SELECTED TEXT ::
The user A is associated with the first UE 121 and the user B is
associated with the second UE 122, i.e. each user uses a respective
UE for the conference call. The user A speaks a different language
than user B and the users are therefore using an in-call
translation service provide by the communication network 100. In
the media session there are thus two languages: an original
language that respective user uses, and a designated language,
which is a language into which audio input should be translated. In
addition to a translated audio, the in-call translation service
also provides a written transcript for everything that is said in
the media session. This means that when a user in the media session
says something, i.e. provides audio input, the audio input will be
transcribed and translated. The transcribed audio is provided as
transcripts to one or more participants in the media session e.g.
in both the original language and the designated language. Thereby,
the user who has spoken, i.e. whose audio uptake has generated the
transcript, will be able to see if the transcript correctly
reflects what was said. If the transcript in the original language
is correct, the translated transcript and the translated audio
input is assumed to be correct as well. Since the users speak
different languages, they have no way of knowing if the translation
is correct. Through the provision of the transcript however, they
are given a possibility to react if what they said has not been
correctly transcribed and thus not correctly translated.

SUPPLIED DATA ::
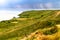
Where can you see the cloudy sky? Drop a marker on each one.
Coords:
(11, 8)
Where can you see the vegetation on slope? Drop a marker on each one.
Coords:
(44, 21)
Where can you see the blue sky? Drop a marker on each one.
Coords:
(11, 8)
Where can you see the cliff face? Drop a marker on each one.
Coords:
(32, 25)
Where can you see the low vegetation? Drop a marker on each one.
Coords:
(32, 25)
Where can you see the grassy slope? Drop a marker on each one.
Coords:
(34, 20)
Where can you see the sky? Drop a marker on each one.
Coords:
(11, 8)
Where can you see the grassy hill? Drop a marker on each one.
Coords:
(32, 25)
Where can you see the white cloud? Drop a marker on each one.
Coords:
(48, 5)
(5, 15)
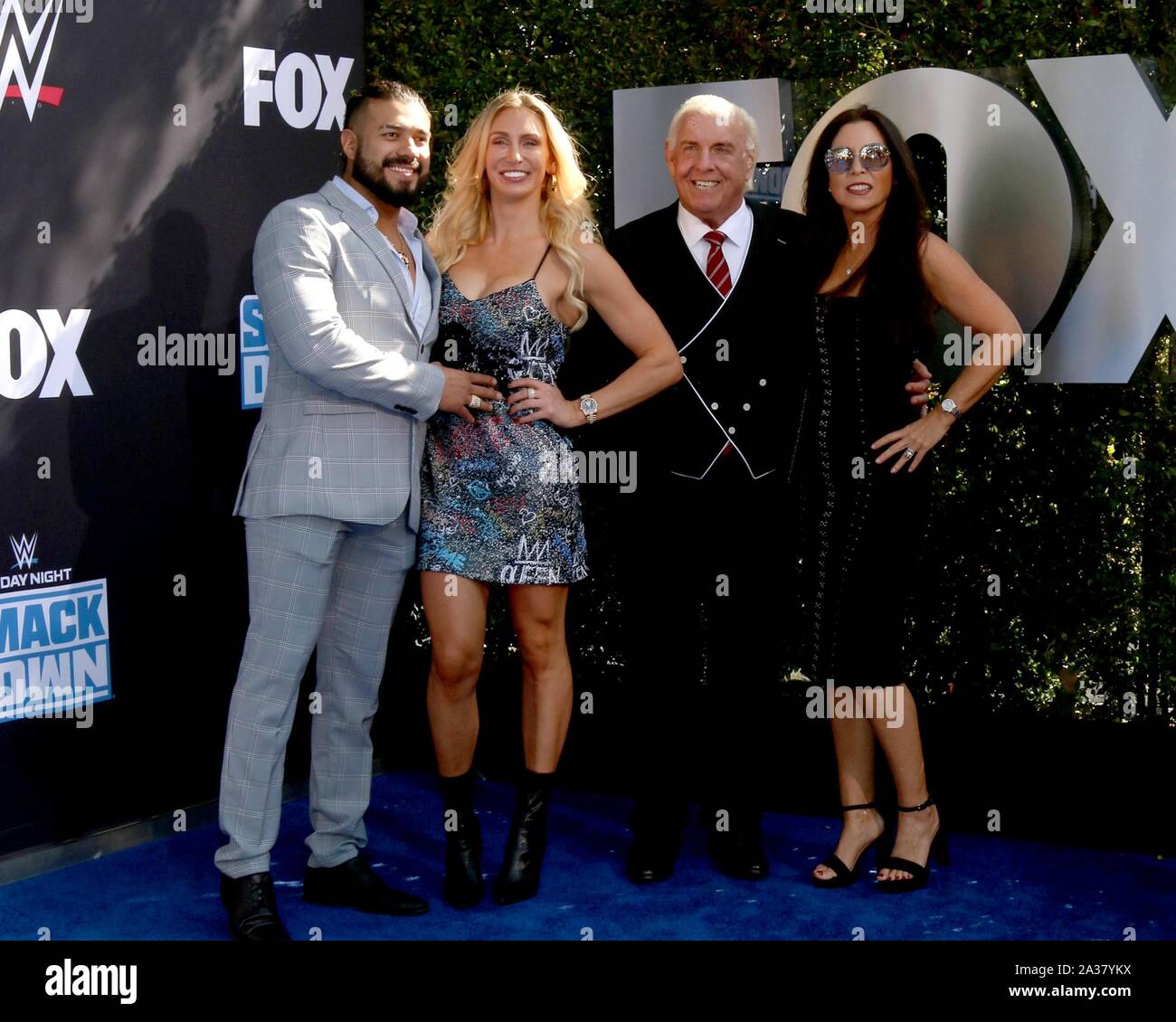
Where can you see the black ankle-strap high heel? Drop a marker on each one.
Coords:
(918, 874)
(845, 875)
---
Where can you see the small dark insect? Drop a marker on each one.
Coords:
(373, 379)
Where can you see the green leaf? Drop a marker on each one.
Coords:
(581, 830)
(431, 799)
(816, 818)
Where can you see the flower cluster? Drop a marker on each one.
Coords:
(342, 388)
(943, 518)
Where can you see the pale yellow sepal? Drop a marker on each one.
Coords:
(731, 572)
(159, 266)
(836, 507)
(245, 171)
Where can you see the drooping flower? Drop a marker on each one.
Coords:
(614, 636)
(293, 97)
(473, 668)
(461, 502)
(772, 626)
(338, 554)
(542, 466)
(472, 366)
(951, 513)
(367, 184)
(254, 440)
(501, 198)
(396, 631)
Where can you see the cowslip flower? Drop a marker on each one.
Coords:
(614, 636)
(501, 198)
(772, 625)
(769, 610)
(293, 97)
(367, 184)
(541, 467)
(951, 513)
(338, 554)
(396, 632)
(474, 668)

TASK REQUIREMENTS :: Copy out the text about the in-call translation service in full, word for word. The rows have no connection to the text about the in-call translation service.

TASK RESPONSE ::
The user A is associated with the first UE 121 and the user B is
associated with the second UE 122, i.e. each user uses a respective
UE for the conference call. The user A speaks a different language
than user B and the users are therefore using an in-call
translation service provide by the communication network 100. In
the media session there are thus two languages: an original
language that respective user uses, and a designated language,
which is a language into which audio input should be translated. In
addition to a translated audio, the in-call translation service
also provides a written transcript for everything that is said in
the media session. This means that when a user in the media session
says something, i.e. provides audio input, the audio input will be
transcribed and translated. The transcribed audio is provided as
transcripts to one or more participants in the media session e.g.
in both the original language and the designated language. Thereby,
the user who has spoken, i.e. whose audio uptake has generated the
transcript, will be able to see if the transcript correctly
reflects what was said. If the transcript in the original language
is correct, the translated transcript and the translated audio
input is assumed to be correct as well. Since the users speak
different languages, they have no way of knowing if the translation
is correct. Through the provision of the transcript however, they
are given a possibility to react if what they said has not been
correctly transcribed and thus not correctly translated.